Metin alıntısı:
################

Doğrusunu isterseniz, ülkemiz enerji sektörü açısından 2021 yılı, son yılların en renksiz zaman dilimi oldu. Enerjinin gündeminde en fazla yer alan manşetler, neredeyse yılın tamamında fiyat artışları ve zamlara dairdi. Bunların dışında, sektörü heyecanlandıran gelişmelerin yaşandığını söyleyebilmek ise oldukça zor.

2021 yılında ülkemiz enerji sektöründe meydana gelen bana göre en çarpıcı gelişmeleri, 2022 yılına ilişkin öngörülerimi de ekleyerek aşağıda listeledim.

1) Uluslararası piyasalardaki enerji fiyatlarında ciddi artışlar yaşandı

Enerji fiyatları 2021 yılında deyim yerindeyse uçtu gitti. Brent petrolün varili yılbaşında 55 dolarlar seviyesindeyken yüzde 50’nin üzerinde bir artışla yılsonunda 85 dolar seviyesine kadar yaklaştı. Spot piyasalardaki doğal gaz fiyatlarında, 2021 yılı Eylül-Ekim aylarında yılbaşına göre astronomik artışlar söz konusu oldu. Doğal gaz fiyatları Kasım ayıyla birlikte tekrar geriledi ve yılsonunda yıllık artış oranı yüzde 50 düzeyinde gerçekleşti. Elektrik üretiminde kullanılan buhar kömürünün ton fiyatı yılın başında 70-80 dolar düzeyindeyken yaklaşık 3 kat artarak Ekim ayında 240 dolar seviyesine kadar yükseldi. Ancak, daha sonra gerileyen kömür fiyatları, yılı 160-180 dolar seviyesinde kapattı.

################

Veri kesiti:
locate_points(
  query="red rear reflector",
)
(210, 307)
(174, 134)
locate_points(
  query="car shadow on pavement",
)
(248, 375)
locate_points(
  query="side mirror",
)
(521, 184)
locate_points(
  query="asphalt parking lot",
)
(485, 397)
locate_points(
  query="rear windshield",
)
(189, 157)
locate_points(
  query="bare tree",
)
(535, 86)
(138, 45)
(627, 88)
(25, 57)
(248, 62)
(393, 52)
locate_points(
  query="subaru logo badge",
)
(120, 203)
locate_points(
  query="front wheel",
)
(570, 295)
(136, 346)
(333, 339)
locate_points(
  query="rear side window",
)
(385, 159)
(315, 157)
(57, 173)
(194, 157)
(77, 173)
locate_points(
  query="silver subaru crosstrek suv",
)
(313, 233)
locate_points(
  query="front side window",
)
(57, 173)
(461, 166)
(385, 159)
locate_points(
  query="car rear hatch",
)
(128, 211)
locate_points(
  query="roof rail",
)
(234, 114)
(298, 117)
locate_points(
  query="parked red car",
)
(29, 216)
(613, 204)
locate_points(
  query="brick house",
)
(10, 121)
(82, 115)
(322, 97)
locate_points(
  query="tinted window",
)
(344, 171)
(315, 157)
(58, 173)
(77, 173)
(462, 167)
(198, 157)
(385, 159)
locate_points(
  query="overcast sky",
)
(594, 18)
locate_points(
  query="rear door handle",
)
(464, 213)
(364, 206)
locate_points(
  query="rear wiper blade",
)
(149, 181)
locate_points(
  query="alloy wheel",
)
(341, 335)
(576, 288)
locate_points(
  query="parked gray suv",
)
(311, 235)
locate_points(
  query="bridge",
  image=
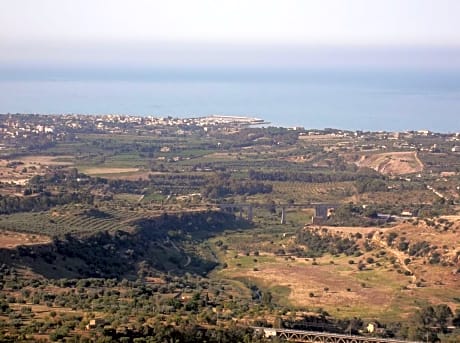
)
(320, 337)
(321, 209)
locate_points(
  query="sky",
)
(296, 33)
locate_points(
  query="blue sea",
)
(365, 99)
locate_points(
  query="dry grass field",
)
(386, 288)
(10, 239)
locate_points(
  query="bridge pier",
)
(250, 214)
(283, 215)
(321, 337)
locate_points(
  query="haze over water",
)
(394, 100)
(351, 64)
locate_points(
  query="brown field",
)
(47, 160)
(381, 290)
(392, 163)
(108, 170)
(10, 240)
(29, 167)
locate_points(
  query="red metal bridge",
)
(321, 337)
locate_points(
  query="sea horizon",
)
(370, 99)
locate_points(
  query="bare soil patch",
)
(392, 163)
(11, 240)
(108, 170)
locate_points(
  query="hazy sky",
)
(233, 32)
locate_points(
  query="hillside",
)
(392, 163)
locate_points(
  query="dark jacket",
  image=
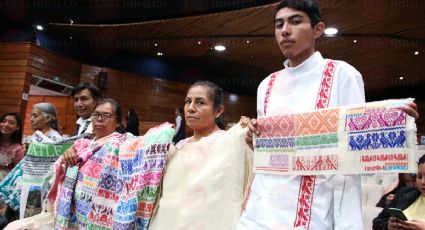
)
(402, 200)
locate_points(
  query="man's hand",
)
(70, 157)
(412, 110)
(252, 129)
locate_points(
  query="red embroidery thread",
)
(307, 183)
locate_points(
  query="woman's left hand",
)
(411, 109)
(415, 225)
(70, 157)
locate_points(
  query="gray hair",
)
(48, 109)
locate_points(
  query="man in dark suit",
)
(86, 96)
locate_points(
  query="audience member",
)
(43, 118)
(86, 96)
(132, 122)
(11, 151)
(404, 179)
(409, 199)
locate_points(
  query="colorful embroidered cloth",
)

################

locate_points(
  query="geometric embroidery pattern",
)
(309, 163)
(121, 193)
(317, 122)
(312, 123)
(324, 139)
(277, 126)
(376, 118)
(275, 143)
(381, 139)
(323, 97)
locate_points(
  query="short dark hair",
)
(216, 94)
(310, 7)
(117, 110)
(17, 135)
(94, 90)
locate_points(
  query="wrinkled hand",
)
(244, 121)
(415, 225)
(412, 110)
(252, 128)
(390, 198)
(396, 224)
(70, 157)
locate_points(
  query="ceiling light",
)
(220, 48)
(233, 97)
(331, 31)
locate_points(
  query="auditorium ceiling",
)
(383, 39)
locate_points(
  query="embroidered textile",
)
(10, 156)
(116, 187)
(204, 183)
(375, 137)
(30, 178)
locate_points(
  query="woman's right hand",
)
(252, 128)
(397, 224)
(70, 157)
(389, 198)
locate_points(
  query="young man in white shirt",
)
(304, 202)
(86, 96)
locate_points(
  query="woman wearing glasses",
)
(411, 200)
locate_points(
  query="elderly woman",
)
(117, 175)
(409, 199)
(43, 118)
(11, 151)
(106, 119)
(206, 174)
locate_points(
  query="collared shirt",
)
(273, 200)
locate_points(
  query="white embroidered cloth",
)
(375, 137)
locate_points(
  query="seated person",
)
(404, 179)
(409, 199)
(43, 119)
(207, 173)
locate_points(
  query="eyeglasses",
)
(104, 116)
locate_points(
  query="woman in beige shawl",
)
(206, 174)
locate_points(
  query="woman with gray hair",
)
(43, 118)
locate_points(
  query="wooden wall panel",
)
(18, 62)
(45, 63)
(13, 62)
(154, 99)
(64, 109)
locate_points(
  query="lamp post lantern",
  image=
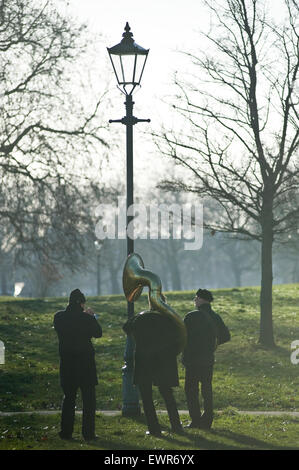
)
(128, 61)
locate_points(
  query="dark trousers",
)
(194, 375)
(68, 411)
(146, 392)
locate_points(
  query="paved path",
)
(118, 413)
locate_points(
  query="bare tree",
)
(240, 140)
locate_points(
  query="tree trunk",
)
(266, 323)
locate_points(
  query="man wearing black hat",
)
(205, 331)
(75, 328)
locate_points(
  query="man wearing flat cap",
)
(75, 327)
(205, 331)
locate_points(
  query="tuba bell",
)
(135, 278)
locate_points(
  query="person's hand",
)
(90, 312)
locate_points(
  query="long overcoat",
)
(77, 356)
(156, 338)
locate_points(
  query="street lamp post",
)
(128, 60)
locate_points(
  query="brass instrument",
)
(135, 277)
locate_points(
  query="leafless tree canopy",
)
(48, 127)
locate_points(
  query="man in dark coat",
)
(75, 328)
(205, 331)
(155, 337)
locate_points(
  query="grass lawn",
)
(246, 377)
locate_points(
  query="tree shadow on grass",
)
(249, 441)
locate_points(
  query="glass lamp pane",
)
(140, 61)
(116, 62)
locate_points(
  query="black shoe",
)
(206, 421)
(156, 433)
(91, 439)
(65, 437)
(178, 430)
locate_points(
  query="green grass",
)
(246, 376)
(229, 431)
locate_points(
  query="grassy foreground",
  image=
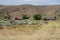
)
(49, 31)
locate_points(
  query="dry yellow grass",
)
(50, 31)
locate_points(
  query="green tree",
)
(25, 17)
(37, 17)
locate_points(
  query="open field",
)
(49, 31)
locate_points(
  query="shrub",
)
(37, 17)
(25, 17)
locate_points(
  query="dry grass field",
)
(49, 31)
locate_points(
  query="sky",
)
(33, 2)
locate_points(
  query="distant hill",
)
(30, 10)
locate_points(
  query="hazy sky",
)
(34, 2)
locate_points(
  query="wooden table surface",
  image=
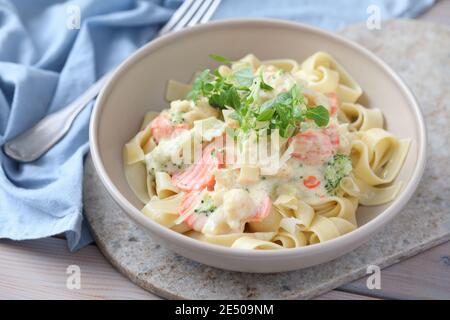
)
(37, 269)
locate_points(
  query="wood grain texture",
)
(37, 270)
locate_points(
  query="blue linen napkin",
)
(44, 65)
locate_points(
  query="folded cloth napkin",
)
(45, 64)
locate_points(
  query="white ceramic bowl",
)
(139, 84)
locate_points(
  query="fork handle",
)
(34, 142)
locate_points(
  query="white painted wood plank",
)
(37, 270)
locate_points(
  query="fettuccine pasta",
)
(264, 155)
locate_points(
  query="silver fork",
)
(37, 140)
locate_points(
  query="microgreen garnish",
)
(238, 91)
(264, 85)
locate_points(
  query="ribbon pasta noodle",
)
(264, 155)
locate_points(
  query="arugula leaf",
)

################

Yazılı görev 1:
Kayıtları süzün ve "handle" kelimesini içeren her satırı kopyalayın. Büyük ve küçük harf ayrımı önemlidir.
Yazılı görev 2:
2021 yılında enerji sektörünü değerlendiren metni kaldığı yerden sürdürün.
Metin ile kayıtlar birbirinden farklı kaynaklardan alınmıştır.

Beklenen çıktı 1:
  query="rear door handle",
  query="fork handle",

Beklenen çıktı 2:
Enerji fiyatlarındaki artış oranlarının yurtiçine yansıması ise çok daha yüksek oranlarda oldu.

2) Yurtiçinde enerji fiyatları çıldırdı

Enerjide zam yağmurları 2021 yılı boyunca dinmedi. Bir yılda, kurşunsuz benzin ve motorine yüzde 70’in, LPG’ye yüzde 120’nin üzerinde zamlar geldi. Tüketici Fiyat Endeksi bir yılda yüzde 36 oranında artarken, elektrik fiyatları konutlarda yüzde 75-160 arasında, sanayide ise yüzde 160 oranında arttı. Doğalgaz fiyatları; konutlarda yüzde 50’ye, büyük sanayi işletmelerinde yüzde 350’ye, elektrik santrallarinde ise yüzde 300’e yakın yükseldi.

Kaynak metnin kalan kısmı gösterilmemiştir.